Supplied records:
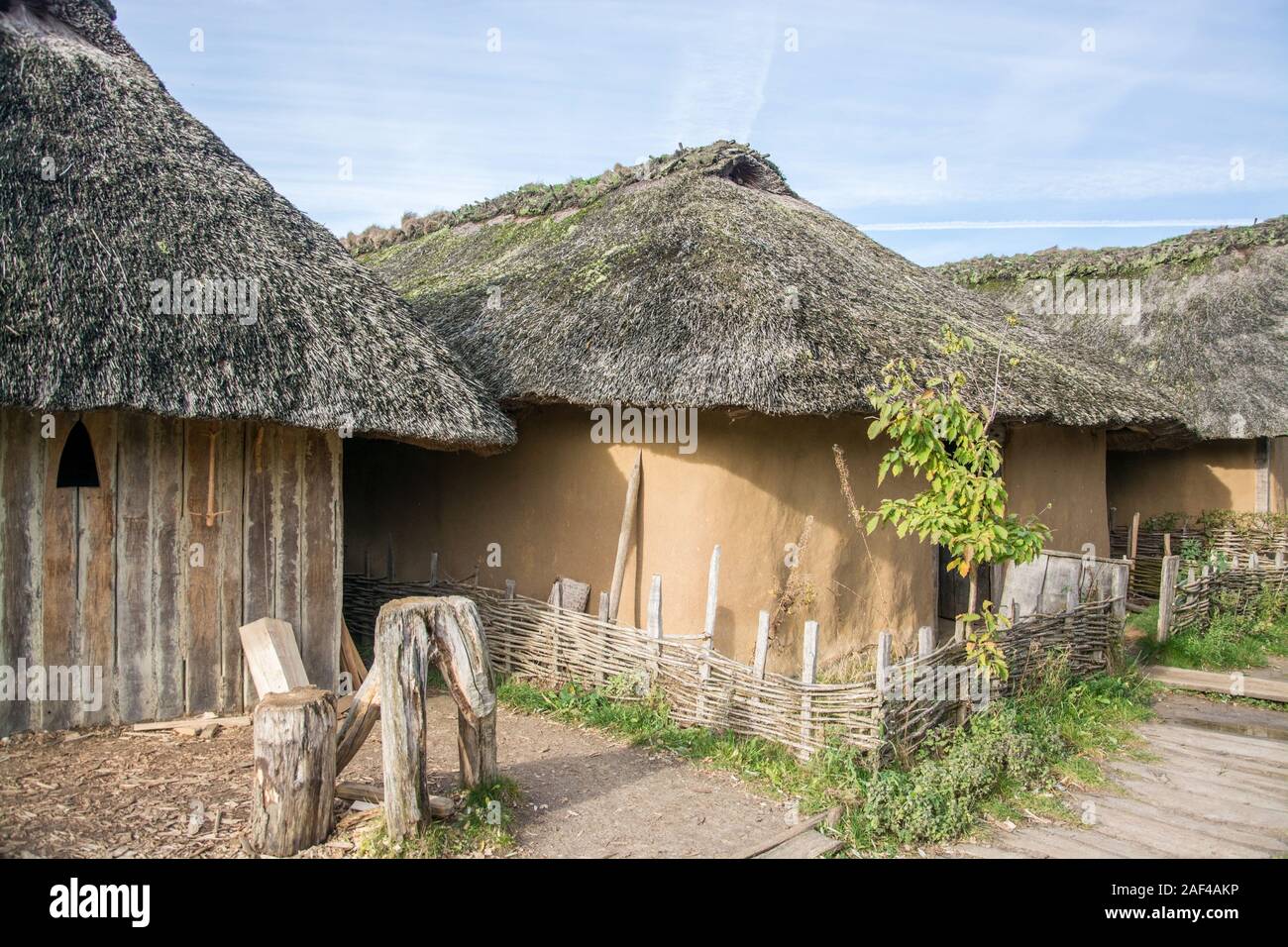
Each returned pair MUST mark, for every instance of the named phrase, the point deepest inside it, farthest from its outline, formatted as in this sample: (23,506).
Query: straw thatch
(108,184)
(1214,322)
(700,278)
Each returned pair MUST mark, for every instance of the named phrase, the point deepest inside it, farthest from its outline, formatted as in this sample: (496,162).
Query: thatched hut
(183,356)
(699,281)
(1206,317)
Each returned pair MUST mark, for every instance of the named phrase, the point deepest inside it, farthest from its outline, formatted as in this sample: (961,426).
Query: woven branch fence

Exercise:
Reproduce all of the material above with "woven branch fence" renamed to "wattle fence", leaving everything else unchanged. Leave out the pictures.

Full answer:
Each returned pair MUST mark, for every instance of the named phrase, the point deepest inside it, farthest from its outline, formatted as in this sample: (23,506).
Query: straw thatch
(108,184)
(1214,322)
(700,278)
Each returned pair MUST mark, for every instance of the named phrase, the point deepest inside it, farthest from its outline, formatted as in this sample: (496,162).
Query: thatched hut
(183,356)
(699,281)
(1206,317)
Each returned pair MUST mark, for every instance of the named phrase, the point deepest inside it, farthest from its outline, formatted as in this sample: (961,426).
Query: wattle fence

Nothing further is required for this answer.